Given exercise - Rewrite the data from its start up to and including the line that contains "49 367 L 48", keeping every line but scaling each coordinate and viewBox dimension in the answer outlines by 2.6 and rounding to whole numbers, with halves rounded up. Leave out the pictures.

(Items from a data source)

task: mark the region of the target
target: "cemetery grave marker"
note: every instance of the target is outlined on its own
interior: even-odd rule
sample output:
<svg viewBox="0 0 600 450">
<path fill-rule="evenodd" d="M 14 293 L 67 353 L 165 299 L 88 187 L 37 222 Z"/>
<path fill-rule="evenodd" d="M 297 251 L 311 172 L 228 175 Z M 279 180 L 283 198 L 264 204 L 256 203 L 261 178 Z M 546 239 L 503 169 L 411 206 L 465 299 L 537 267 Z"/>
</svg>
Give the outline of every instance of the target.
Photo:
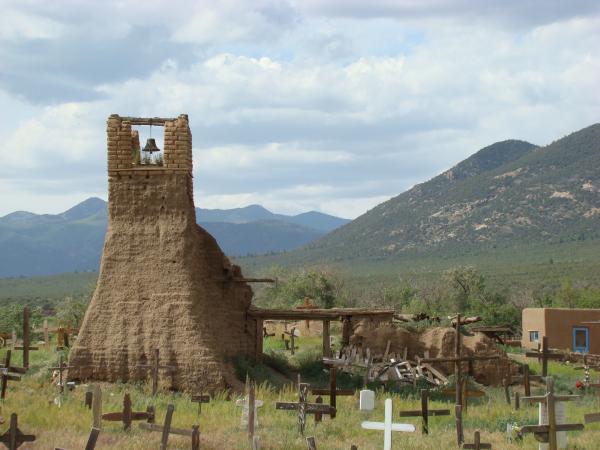
<svg viewBox="0 0 600 450">
<path fill-rule="evenodd" d="M 15 350 L 23 350 L 23 368 L 29 369 L 29 352 L 37 350 L 37 347 L 31 347 L 29 345 L 29 308 L 26 306 L 23 308 L 23 345 L 15 345 Z"/>
<path fill-rule="evenodd" d="M 297 403 L 277 402 L 275 404 L 275 409 L 283 409 L 286 411 L 298 411 L 298 428 L 300 430 L 300 434 L 304 434 L 307 414 L 331 414 L 333 411 L 335 411 L 334 408 L 328 405 L 308 403 L 308 390 L 309 385 L 307 383 L 299 383 Z"/>
<path fill-rule="evenodd" d="M 477 431 L 475 431 L 475 436 L 473 437 L 473 443 L 472 444 L 463 444 L 462 448 L 481 450 L 482 448 L 492 448 L 492 444 L 487 444 L 487 443 L 481 442 L 481 435 L 479 433 L 479 430 L 477 430 Z"/>
<path fill-rule="evenodd" d="M 92 427 L 102 428 L 102 389 L 100 385 L 94 385 L 92 394 Z"/>
<path fill-rule="evenodd" d="M 49 367 L 48 370 L 55 370 L 58 372 L 58 392 L 61 394 L 64 392 L 64 383 L 63 383 L 63 372 L 68 370 L 70 367 L 65 365 L 62 360 L 62 355 L 58 356 L 58 366 L 57 367 Z"/>
<path fill-rule="evenodd" d="M 429 434 L 429 416 L 449 416 L 449 409 L 429 409 L 429 390 L 421 389 L 421 409 L 400 411 L 400 417 L 421 417 L 421 432 Z"/>
<path fill-rule="evenodd" d="M 413 433 L 415 426 L 405 423 L 392 423 L 392 399 L 385 399 L 385 416 L 383 422 L 364 421 L 360 424 L 365 430 L 383 431 L 383 450 L 392 450 L 392 431 Z"/>
<path fill-rule="evenodd" d="M 285 338 L 286 334 L 290 337 L 289 339 Z M 296 343 L 295 343 L 296 342 L 295 339 L 297 336 L 298 335 L 296 334 L 296 327 L 292 327 L 292 329 L 290 331 L 284 331 L 283 334 L 281 335 L 281 338 L 283 339 L 283 342 L 285 344 L 285 349 L 289 350 L 292 355 L 299 348 L 299 347 L 296 347 Z"/>
<path fill-rule="evenodd" d="M 523 397 L 523 400 L 544 404 L 548 415 L 548 424 L 524 425 L 521 427 L 521 433 L 533 433 L 538 441 L 547 442 L 550 450 L 558 450 L 557 432 L 583 430 L 584 426 L 580 423 L 557 424 L 556 402 L 570 401 L 578 398 L 578 395 L 554 394 L 554 379 L 552 377 L 547 377 L 545 395 Z"/>
<path fill-rule="evenodd" d="M 160 439 L 160 450 L 167 450 L 169 442 L 169 435 L 176 434 L 179 436 L 189 436 L 192 438 L 192 450 L 200 449 L 200 427 L 194 425 L 191 430 L 185 428 L 173 428 L 171 423 L 173 421 L 173 413 L 175 412 L 174 405 L 167 405 L 167 413 L 165 415 L 165 421 L 163 426 L 155 423 L 140 423 L 139 427 L 146 431 L 156 431 L 162 433 Z"/>
<path fill-rule="evenodd" d="M 467 323 L 473 323 L 473 318 L 465 318 L 461 320 L 460 314 L 456 315 L 456 322 L 454 325 L 454 357 L 453 358 L 423 358 L 419 360 L 419 363 L 441 363 L 441 362 L 453 362 L 454 363 L 454 379 L 456 387 L 454 394 L 456 397 L 456 404 L 466 406 L 465 397 L 462 394 L 462 362 L 468 362 L 469 367 L 472 366 L 474 361 L 484 361 L 498 359 L 497 355 L 485 355 L 485 356 L 461 356 L 462 353 L 462 333 L 460 326 Z"/>
<path fill-rule="evenodd" d="M 137 367 L 142 367 L 144 369 L 152 369 L 152 395 L 156 395 L 158 392 L 158 371 L 159 370 L 168 370 L 173 372 L 177 370 L 176 367 L 173 366 L 161 366 L 160 365 L 160 350 L 154 349 L 154 359 L 152 364 L 138 364 Z"/>
<path fill-rule="evenodd" d="M 19 375 L 15 375 L 15 373 L 23 374 L 27 371 L 27 369 L 22 367 L 11 366 L 10 359 L 11 351 L 6 350 L 6 355 L 4 356 L 4 365 L 0 367 L 0 399 L 6 398 L 6 390 L 8 388 L 9 381 L 21 381 L 21 377 Z"/>
<path fill-rule="evenodd" d="M 311 394 L 317 395 L 317 403 L 319 402 L 319 398 L 321 396 L 329 396 L 329 406 L 331 406 L 331 414 L 330 417 L 335 419 L 336 408 L 337 408 L 337 396 L 352 396 L 354 395 L 353 389 L 338 389 L 337 388 L 337 369 L 334 366 L 329 366 L 329 389 L 318 389 L 311 388 Z"/>
<path fill-rule="evenodd" d="M 129 394 L 125 394 L 123 397 L 123 411 L 102 414 L 102 420 L 123 422 L 123 429 L 127 431 L 131 428 L 131 422 L 134 420 L 146 420 L 148 423 L 154 423 L 154 407 L 148 406 L 146 412 L 132 411 L 131 397 Z"/>
<path fill-rule="evenodd" d="M 542 337 L 542 349 L 538 348 L 537 351 L 526 352 L 525 356 L 529 358 L 537 358 L 538 361 L 542 361 L 542 377 L 548 376 L 548 360 L 549 359 L 563 359 L 563 355 L 560 353 L 552 353 L 548 349 L 548 336 Z"/>
<path fill-rule="evenodd" d="M 6 432 L 0 436 L 0 442 L 3 443 L 8 450 L 17 450 L 25 442 L 35 441 L 35 436 L 32 434 L 23 434 L 19 430 L 18 419 L 15 413 L 10 415 L 10 426 Z"/>
<path fill-rule="evenodd" d="M 85 444 L 85 450 L 94 450 L 96 448 L 96 442 L 98 442 L 98 435 L 100 434 L 99 428 L 93 428 L 90 431 L 90 437 Z M 54 450 L 64 450 L 60 447 L 55 447 Z"/>
<path fill-rule="evenodd" d="M 192 395 L 192 403 L 198 403 L 198 416 L 202 414 L 202 403 L 210 403 L 210 395 L 208 394 L 197 394 Z"/>
</svg>

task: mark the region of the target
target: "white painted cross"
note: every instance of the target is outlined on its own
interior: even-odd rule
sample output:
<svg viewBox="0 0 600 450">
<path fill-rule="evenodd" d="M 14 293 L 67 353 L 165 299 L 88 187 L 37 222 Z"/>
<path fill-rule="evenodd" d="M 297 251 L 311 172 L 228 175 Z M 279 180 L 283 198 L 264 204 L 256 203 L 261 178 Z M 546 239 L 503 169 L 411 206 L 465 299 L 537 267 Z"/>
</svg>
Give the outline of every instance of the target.
<svg viewBox="0 0 600 450">
<path fill-rule="evenodd" d="M 360 424 L 366 430 L 383 430 L 383 450 L 392 450 L 392 431 L 414 433 L 415 426 L 406 423 L 392 423 L 392 399 L 385 399 L 385 416 L 383 422 L 363 422 Z"/>
</svg>

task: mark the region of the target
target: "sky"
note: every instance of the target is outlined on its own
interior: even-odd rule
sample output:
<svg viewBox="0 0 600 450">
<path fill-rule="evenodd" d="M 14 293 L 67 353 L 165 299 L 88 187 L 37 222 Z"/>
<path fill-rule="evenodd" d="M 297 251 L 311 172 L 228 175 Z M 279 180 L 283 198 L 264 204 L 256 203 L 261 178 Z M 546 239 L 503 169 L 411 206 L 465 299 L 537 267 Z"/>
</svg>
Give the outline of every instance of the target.
<svg viewBox="0 0 600 450">
<path fill-rule="evenodd" d="M 599 43 L 595 0 L 0 0 L 0 216 L 106 199 L 106 118 L 186 113 L 196 206 L 355 218 L 600 122 Z"/>
</svg>

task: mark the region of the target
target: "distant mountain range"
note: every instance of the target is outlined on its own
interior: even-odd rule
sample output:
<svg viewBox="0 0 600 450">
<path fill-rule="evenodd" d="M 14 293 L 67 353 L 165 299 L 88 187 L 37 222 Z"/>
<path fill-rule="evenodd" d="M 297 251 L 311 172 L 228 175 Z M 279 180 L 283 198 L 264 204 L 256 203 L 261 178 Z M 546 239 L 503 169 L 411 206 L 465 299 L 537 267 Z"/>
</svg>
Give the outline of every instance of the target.
<svg viewBox="0 0 600 450">
<path fill-rule="evenodd" d="M 297 262 L 454 256 L 600 237 L 600 124 L 486 147 L 302 251 Z"/>
<path fill-rule="evenodd" d="M 196 220 L 232 256 L 291 250 L 349 222 L 315 211 L 274 214 L 259 205 L 196 208 Z M 97 270 L 106 226 L 107 204 L 99 198 L 56 215 L 0 217 L 0 277 Z"/>
</svg>

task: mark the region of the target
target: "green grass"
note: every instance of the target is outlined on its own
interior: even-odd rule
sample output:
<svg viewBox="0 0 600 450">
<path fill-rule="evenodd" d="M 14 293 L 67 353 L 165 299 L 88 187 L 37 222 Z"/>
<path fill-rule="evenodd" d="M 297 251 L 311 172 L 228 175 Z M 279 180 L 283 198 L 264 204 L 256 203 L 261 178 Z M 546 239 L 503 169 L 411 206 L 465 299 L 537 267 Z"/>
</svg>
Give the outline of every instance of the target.
<svg viewBox="0 0 600 450">
<path fill-rule="evenodd" d="M 306 444 L 298 434 L 296 428 L 296 415 L 289 411 L 275 410 L 276 401 L 295 401 L 296 389 L 291 384 L 299 372 L 302 379 L 313 384 L 326 384 L 326 374 L 322 366 L 317 364 L 318 337 L 299 338 L 300 349 L 291 357 L 289 352 L 280 348 L 279 338 L 268 338 L 265 348 L 272 354 L 266 362 L 278 361 L 279 370 L 284 370 L 286 376 L 280 378 L 279 387 L 269 381 L 262 381 L 257 392 L 257 398 L 265 401 L 265 406 L 259 411 L 259 427 L 257 434 L 260 436 L 263 449 L 272 450 L 304 450 Z M 4 350 L 0 350 L 3 358 Z M 522 355 L 516 355 L 523 358 Z M 34 445 L 22 448 L 48 449 L 60 446 L 67 449 L 83 448 L 91 426 L 91 412 L 83 405 L 86 388 L 78 386 L 72 393 L 61 397 L 60 407 L 55 400 L 58 394 L 50 384 L 48 367 L 54 365 L 58 354 L 41 349 L 31 352 L 31 369 L 20 383 L 10 383 L 7 398 L 0 405 L 0 416 L 8 419 L 12 412 L 19 415 L 19 426 L 25 433 L 37 436 Z M 21 361 L 21 352 L 14 354 L 13 362 L 17 365 Z M 539 364 L 535 360 L 528 360 L 532 371 L 539 371 Z M 265 369 L 266 375 L 271 375 L 273 369 Z M 573 367 L 551 362 L 549 371 L 556 376 L 556 385 L 561 393 L 575 392 L 575 382 L 582 376 L 582 372 L 575 371 Z M 348 380 L 346 380 L 348 381 Z M 351 379 L 350 379 L 351 381 Z M 324 385 L 324 384 L 323 384 Z M 118 411 L 122 407 L 123 394 L 131 394 L 134 409 L 144 411 L 147 406 L 154 405 L 157 412 L 157 422 L 164 419 L 166 407 L 169 403 L 175 405 L 173 426 L 190 428 L 194 424 L 200 425 L 201 448 L 203 449 L 247 449 L 248 441 L 244 428 L 240 425 L 241 410 L 235 406 L 235 395 L 231 401 L 227 400 L 225 393 L 214 397 L 212 401 L 203 405 L 202 415 L 197 416 L 197 405 L 190 402 L 189 397 L 182 393 L 161 391 L 155 397 L 151 396 L 149 383 L 137 384 L 107 384 L 101 383 L 103 390 L 103 411 Z M 472 439 L 475 429 L 482 433 L 483 441 L 491 442 L 493 448 L 517 450 L 537 449 L 537 442 L 533 437 L 525 437 L 522 443 L 508 443 L 505 438 L 505 429 L 508 422 L 520 425 L 536 423 L 537 406 L 522 405 L 515 411 L 504 400 L 503 390 L 500 388 L 486 388 L 486 397 L 470 404 L 464 415 L 465 435 L 467 440 Z M 534 388 L 533 393 L 541 393 L 542 388 Z M 308 420 L 306 435 L 316 437 L 319 449 L 347 450 L 351 444 L 358 445 L 359 449 L 371 450 L 381 448 L 382 433 L 363 430 L 360 427 L 362 420 L 383 420 L 383 401 L 386 397 L 393 399 L 395 421 L 400 421 L 398 411 L 402 409 L 419 409 L 418 395 L 410 388 L 401 394 L 377 391 L 376 409 L 372 413 L 358 410 L 358 394 L 354 397 L 338 398 L 338 416 L 335 420 L 325 418 L 323 423 L 314 424 Z M 311 399 L 311 400 L 314 400 Z M 453 402 L 450 399 L 434 399 L 430 408 L 450 409 L 453 411 Z M 567 406 L 569 422 L 582 422 L 583 414 L 600 411 L 600 404 L 596 393 L 585 393 L 577 402 L 570 402 Z M 435 417 L 430 421 L 430 435 L 425 437 L 419 432 L 418 419 L 402 419 L 403 422 L 413 423 L 417 426 L 414 434 L 398 433 L 394 436 L 394 448 L 410 448 L 416 450 L 452 448 L 455 442 L 454 418 Z M 3 432 L 7 425 L 0 426 Z M 569 434 L 571 449 L 593 449 L 600 439 L 600 425 L 586 425 L 583 432 Z M 158 448 L 160 433 L 148 433 L 140 430 L 137 425 L 130 432 L 124 432 L 119 423 L 104 422 L 102 433 L 98 442 L 98 449 L 118 448 L 123 450 L 141 450 Z M 173 436 L 169 439 L 170 449 L 189 448 L 189 440 L 184 437 Z"/>
</svg>

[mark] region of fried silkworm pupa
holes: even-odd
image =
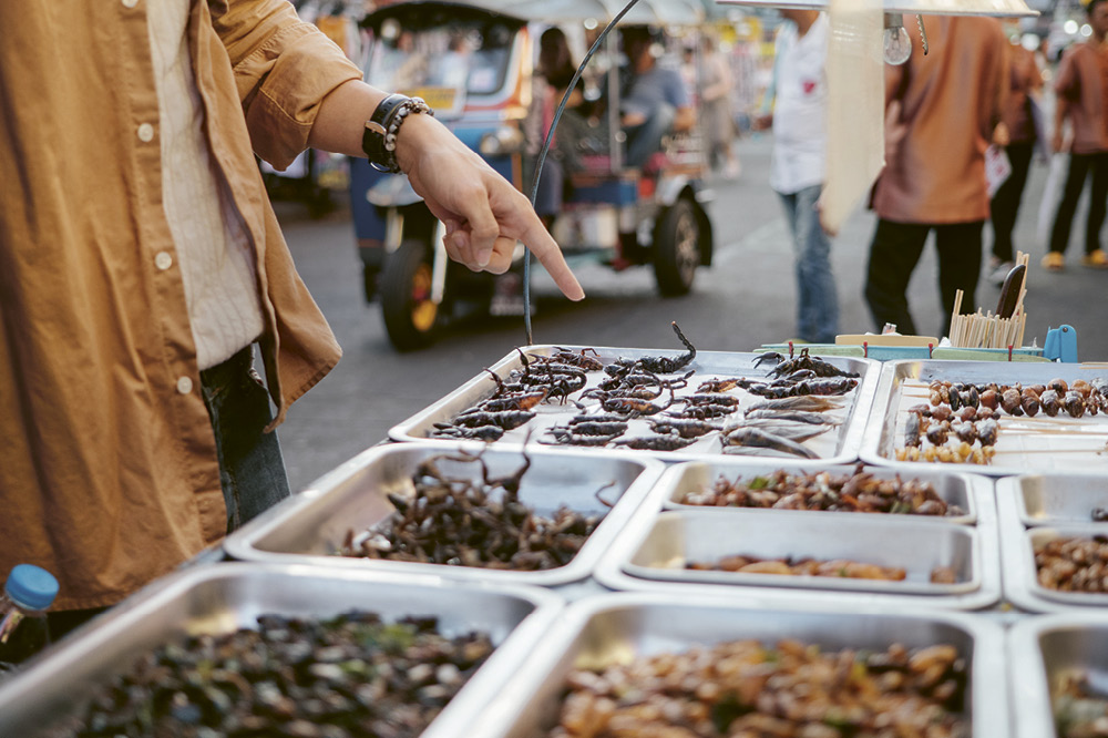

Task answer -
task: mark the region of the target
target: "cemetery grave marker"
note: every instance of the target is outlined on its own
interior: even-odd rule
sample output:
<svg viewBox="0 0 600 450">
<path fill-rule="evenodd" d="M 14 293 L 67 353 L 165 299 L 88 187 L 37 222 Z"/>
<path fill-rule="evenodd" d="M 297 251 L 311 172 L 228 175 Z M 279 180 L 283 198 L 264 204 L 256 203 L 261 178 Z M 546 239 L 503 169 L 411 206 L 465 299 L 537 267 Z"/>
</svg>
Give the outline of every instance of the target.
Photo:
<svg viewBox="0 0 1560 1170">
<path fill-rule="evenodd" d="M 39 910 L 60 910 L 60 957 L 75 959 L 75 915 L 96 910 L 96 902 L 81 902 L 75 897 L 75 801 L 68 796 L 60 801 L 60 897 L 39 897 Z"/>
<path fill-rule="evenodd" d="M 772 1048 L 720 1045 L 715 1050 L 715 1063 L 736 1063 L 744 1069 L 775 1069 L 775 1113 L 780 1118 L 780 1128 L 790 1128 L 798 1076 L 861 1076 L 866 1069 L 871 1069 L 868 1061 L 853 1053 L 801 1048 L 801 1014 L 803 1001 L 798 996 L 777 996 Z"/>
<path fill-rule="evenodd" d="M 1240 1121 L 1235 1121 L 1235 1134 L 1230 1136 L 1230 1152 L 1227 1154 L 1204 1154 L 1201 1165 L 1251 1170 L 1253 1165 L 1279 1165 L 1279 1154 L 1266 1154 L 1266 1152 L 1251 1149 L 1251 1131 L 1245 1126 L 1245 1118 L 1240 1118 Z"/>
<path fill-rule="evenodd" d="M 239 1110 L 265 1113 L 265 1011 L 260 1001 L 244 1001 L 239 1024 Z"/>
<path fill-rule="evenodd" d="M 127 954 L 125 962 L 143 962 L 151 967 L 151 1019 L 159 1024 L 166 1019 L 166 996 L 164 996 L 164 967 L 177 962 L 182 954 L 169 949 L 161 936 L 161 923 L 151 926 L 151 952 L 148 954 Z"/>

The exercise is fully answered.